*PAGE:*

-- Begin --

Merge pull request #46 from doringeman/unload

doringeman · web-flow · commit c818aab53eb6 · 2025-05-21T18:26:08.000+03:00
Add /engines/unload
diff --git a/pkg/inference/scheduling/api.go b/pkg/inference/scheduling/api.go
@@ -61,3 +61,15 @@ type DiskUsage struct {
 	ModelsDiskUsage         float64 `json:"models_disk_usage"`
 	DefaultBackendDiskUsage float64 `json:"default_backend_disk_usage"`
 }
+
+// UnloadRequest is used to specify which models to unload.
+type UnloadRequest struct {
+	All     bool   `json:"all"`
+	Backend string `json:"backend"`
+	Model   string `json:"model"`
+}
+
+// UnloadResponse is used to return the number of unloaded runners (backend, model).
+type UnloadResponse struct {
+	UnloadedRunners int `json:"unloaded_runners"`
+}
diff --git a/pkg/inference/scheduling/loader.go b/pkg/inference/scheduling/loader.go
@@ -177,6 +177,42 @@ func (l *loader) evict(idleOnly bool) int {
 	return len(l.runners)

-- End --

*ENTRIES:*
-- Begin --

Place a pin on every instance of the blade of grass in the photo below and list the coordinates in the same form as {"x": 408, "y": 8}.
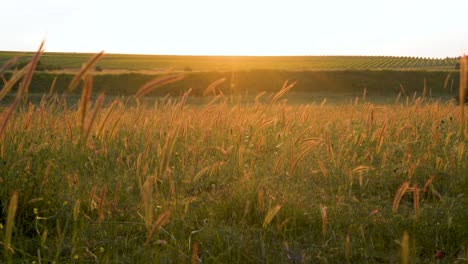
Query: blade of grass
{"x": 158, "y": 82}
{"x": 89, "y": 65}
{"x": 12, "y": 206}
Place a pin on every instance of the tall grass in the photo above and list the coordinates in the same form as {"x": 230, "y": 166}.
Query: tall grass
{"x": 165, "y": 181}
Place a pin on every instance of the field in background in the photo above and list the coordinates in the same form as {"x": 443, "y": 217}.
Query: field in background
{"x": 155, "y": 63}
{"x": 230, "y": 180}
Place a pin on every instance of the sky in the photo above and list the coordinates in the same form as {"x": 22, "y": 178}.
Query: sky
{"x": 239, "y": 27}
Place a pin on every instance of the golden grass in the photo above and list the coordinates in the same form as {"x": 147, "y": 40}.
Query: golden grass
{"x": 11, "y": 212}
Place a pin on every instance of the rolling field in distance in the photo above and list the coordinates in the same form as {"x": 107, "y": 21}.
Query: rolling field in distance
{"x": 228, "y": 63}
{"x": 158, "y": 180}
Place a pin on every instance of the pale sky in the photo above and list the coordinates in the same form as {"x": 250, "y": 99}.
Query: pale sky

-- End --

*GIVEN EXERCISE 1:* Please edit the commit diff from "Merge pull request" to "models to unload.", replacing "ModelsDiskUsage" with "ModelDiskUsage".
*GIVEN EXERCISE 2:* List every line of the records that contains the string "Place".

*CORRECT ANSWER 1:*
Merge pull request #46 from doringeman/unload

doringeman · web-flow · commit c818aab53eb6 · 2025-05-21T18:26:08.000+03:00
Add /engines/unload
diff --git a/pkg/inference/scheduling/api.go b/pkg/inference/scheduling/api.go
@@ -61,3 +61,15 @@ type DiskUsage struct {
 	ModelDiskUsage         float64 `json:"models_disk_usage"`
 	DefaultBackendDiskUsage float64 `json:"default_backend_disk_usage"`
 }
+
+// UnloadRequest is used to specify which models to unload.

*CORRECT ANSWER 2:*
Place a pin on every instance of the blade of grass in the photo below and list the coordinates in the same form as {"x": 408, "y": 8}.
Place a pin on every instance of the tall grass in the photo above and list the coordinates in the same form as {"x": 230, "y": 166}.
Place a pin on every instance of the field in background in the photo above and list the coordinates in the same form as {"x": 443, "y": 217}.
Place a pin on every instance of the sky in the photo above and list the coordinates in the same form as {"x": 22, "y": 178}.
Place a pin on every instance of the golden grass in the photo above and list the coordinates in the same form as {"x": 147, "y": 40}.
Place a pin on every instance of the rolling field in distance in the photo above and list the coordinates in the same form as {"x": 107, "y": 21}.
Place a pin on every instance of the pale sky in the photo above and list the coordinates in the same form as {"x": 250, "y": 99}.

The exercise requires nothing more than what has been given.